Text:
Cutting out squares

Since the rectangle can be cut into squares, suppose that the side of the largest possible square is $x$ . Then the height and width of the rectangle must be $h = mx$ and $w = nx$ for positive integers $m,n$ . If $d > 1$ was a common factor of $m$ and $n$ , then the rectangle could be cut into squares of side $dx$ , which would contradict the maximality of $x$ . Thus $m$ and $n$ are coprime.

Suppose that the rectangle can be cut into squares of side length $y$ . Then we can find positive integers $M,N$ such that $h = My$ and $w = Ny$ , and hence $mN = nM$ . Since $m,n$ are coprime, this means that $m$ divides $M$ and $n$ divides $N$ . Cutting the rectangle into $y \times y$ square yields $MN$ squares, so always yields a multiple of $mn$ squares. Thus the total number of squares obtained by the class must be a multiple of $mn$ . Since this total number is prime, we deduce that $m=n=1$ , and hence $h = w$ , and the rectangle is in fact a square.

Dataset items

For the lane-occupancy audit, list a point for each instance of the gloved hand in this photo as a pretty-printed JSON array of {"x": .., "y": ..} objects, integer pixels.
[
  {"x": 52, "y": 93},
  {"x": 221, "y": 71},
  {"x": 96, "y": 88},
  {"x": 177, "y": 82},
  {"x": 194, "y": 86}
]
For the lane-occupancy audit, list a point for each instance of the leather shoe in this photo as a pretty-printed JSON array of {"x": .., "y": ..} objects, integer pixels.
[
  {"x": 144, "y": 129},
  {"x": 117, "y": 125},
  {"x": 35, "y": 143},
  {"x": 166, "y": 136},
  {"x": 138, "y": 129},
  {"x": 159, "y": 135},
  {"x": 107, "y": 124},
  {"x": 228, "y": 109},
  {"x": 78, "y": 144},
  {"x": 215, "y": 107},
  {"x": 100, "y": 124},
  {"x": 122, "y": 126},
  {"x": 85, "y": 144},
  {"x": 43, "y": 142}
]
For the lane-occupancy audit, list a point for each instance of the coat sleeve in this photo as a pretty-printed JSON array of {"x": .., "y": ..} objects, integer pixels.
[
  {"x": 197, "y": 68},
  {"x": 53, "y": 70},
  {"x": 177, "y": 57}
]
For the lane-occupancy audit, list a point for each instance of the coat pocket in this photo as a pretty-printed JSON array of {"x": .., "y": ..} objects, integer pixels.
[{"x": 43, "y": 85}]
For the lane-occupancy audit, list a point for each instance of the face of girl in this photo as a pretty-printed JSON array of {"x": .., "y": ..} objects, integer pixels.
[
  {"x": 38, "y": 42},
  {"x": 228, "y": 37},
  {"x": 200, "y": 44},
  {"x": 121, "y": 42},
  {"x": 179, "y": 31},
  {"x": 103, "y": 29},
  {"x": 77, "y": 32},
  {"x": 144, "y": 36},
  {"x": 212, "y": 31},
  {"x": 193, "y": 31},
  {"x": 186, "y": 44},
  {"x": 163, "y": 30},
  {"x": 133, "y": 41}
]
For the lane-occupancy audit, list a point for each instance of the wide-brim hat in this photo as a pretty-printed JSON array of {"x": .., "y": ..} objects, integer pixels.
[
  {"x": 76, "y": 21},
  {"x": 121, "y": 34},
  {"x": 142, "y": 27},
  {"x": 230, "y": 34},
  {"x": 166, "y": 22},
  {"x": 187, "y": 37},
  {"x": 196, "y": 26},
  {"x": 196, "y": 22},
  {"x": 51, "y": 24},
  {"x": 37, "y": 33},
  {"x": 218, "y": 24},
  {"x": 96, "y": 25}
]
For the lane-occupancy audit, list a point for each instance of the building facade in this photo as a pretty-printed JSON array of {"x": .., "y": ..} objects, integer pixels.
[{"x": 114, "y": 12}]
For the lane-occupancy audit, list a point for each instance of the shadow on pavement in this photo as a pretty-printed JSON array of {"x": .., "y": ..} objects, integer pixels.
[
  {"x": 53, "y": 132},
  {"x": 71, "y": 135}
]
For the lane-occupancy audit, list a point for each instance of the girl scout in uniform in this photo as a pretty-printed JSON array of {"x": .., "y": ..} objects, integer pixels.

Exercise tasks:
• 1. Translate this sentence from the text on cutting out squares into Spanish: "Thus the total number of squares obtained by the class must be a multiple of $mn$."
• 2. Write the next part of the text on cutting out squares, starting after its last sentence.

Answers for the tasks:
• 1. Por lo tanto, el número total de cuadrados obtenidos por la clase debe ser un múltiplo de $mn$.

• 2.
A total of $30$ $x \times x$ squares can be cut into

• a total of $28$ sets of $9$ squares of side $\tfrac13x$ ,
• one set of $4$ squares of side $\tfrac12x$ ,
• one $x \times x$ square,

which makes a total of $(28 \times 9) + 4 + 1 = 257$ squares, which is a prime number. Thus it is possible to do the cutting as described when the rectangle is in fact a square, and so the ratio of the height to the width of the rectangle is $\boxed{1}$ .